----- Vorgegebener Text
Koproduktion mit dem 23. Internationalen Literaturfestival Berlin

"Der Osten, eine westdeutsche Erfindung", "Diesseits der Mauer. Eine neue Geschichte der DDR" und "Lütten Klein. Leben in der ostdeutschen Transformationsgesellschaft" – um diese Bestseller und ihre Wirkung ging es am 11. September beim 23. Internationalen Literaturfestival Berlin. Der Literaturwissenschaftler Dirk Oschmann, die Historikerin Katja Hoyer und der Soziologe Steffen Mau saßen zum ersten Mal gemeinsam auf der Bühne. Im großen, fast ausverkauften Saal im Haus der Berliner Festspiele. Wir haben das Streitgespräch für den "Zweiten Gedanken" aufgezeichnet.

Wenn der Westen sich selber kontinuierlich als Norm begreift und den Osten als Abweichung oder als etwas, was gar nicht vorzukommen hat, dann ist es ein dauerhaftes Problem für das gesellschaftliche Selbstverständnis und für den Zusammenhalt in der Demokratie.
----------
----- Rohdaten
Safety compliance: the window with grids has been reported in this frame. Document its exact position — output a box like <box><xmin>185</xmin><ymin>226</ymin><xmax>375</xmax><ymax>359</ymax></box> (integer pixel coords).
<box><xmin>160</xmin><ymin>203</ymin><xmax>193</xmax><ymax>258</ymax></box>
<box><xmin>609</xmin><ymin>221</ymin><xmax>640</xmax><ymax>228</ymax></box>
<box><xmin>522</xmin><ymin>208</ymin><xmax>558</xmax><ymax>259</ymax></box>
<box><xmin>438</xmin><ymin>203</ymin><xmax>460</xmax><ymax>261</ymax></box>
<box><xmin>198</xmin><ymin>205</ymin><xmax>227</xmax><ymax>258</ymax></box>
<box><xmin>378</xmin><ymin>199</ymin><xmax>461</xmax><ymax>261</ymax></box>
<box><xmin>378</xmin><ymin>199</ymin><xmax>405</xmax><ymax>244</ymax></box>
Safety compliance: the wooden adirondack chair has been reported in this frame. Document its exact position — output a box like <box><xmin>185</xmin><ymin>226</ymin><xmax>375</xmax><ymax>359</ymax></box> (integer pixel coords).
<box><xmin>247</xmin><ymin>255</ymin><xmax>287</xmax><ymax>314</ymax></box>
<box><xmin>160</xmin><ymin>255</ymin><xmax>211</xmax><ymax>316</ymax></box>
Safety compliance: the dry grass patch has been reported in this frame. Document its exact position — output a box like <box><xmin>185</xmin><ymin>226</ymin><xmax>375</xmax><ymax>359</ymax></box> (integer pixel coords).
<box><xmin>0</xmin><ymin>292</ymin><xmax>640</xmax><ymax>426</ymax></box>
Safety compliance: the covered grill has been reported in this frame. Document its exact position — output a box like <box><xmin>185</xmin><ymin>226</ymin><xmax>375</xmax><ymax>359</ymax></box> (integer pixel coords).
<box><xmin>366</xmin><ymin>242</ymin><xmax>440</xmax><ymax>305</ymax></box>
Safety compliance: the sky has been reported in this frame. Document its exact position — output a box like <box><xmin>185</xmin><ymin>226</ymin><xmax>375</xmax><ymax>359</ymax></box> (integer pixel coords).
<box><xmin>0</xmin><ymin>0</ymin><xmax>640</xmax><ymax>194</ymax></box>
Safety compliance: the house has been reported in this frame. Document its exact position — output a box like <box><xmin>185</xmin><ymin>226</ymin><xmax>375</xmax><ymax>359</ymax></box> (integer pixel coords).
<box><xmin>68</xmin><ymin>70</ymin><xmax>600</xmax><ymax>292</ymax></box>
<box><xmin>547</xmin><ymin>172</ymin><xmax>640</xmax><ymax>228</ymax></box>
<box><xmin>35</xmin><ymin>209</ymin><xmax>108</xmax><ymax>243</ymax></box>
----------
Ihre Aufgabe
Bitte setzen Sie den Text über das Streitgespräch zum Osten beim Literaturfestival nach seinem letzten Satz fort.

Richtige Antwort
Dirk Oschmann

Ich habe schon versucht, zwischen verschiedenen Zeiträumen, verschiedenen Themen und Aspekten des Lebens in der DDR auszubalancieren. Und ich wollte nicht hinter jedem Satz ein 'aber' setzen, ob der erste Teilsatz positiv oder negativ war, um das dann wieder auszubalancieren.

Katja Hoyer

Ich glaube, eine kritische Sicht auf die DDR durch ehemalige DDR-Bürger selbst ist eigentlich das, was noch überhaupt nicht existiert. Es gibt ja die These, die viele Leute teilen, dass unserer Aufarbeitung so etwas fehlt wie ein 68. Wo man mit einer bestimmten historischen Distanz auch noch mal die Eltern und die Großeltern befragt: Was habt ihr eigentlich gemacht? So eine inner-ostdeutsche Verständigung hat nicht stattgefunden.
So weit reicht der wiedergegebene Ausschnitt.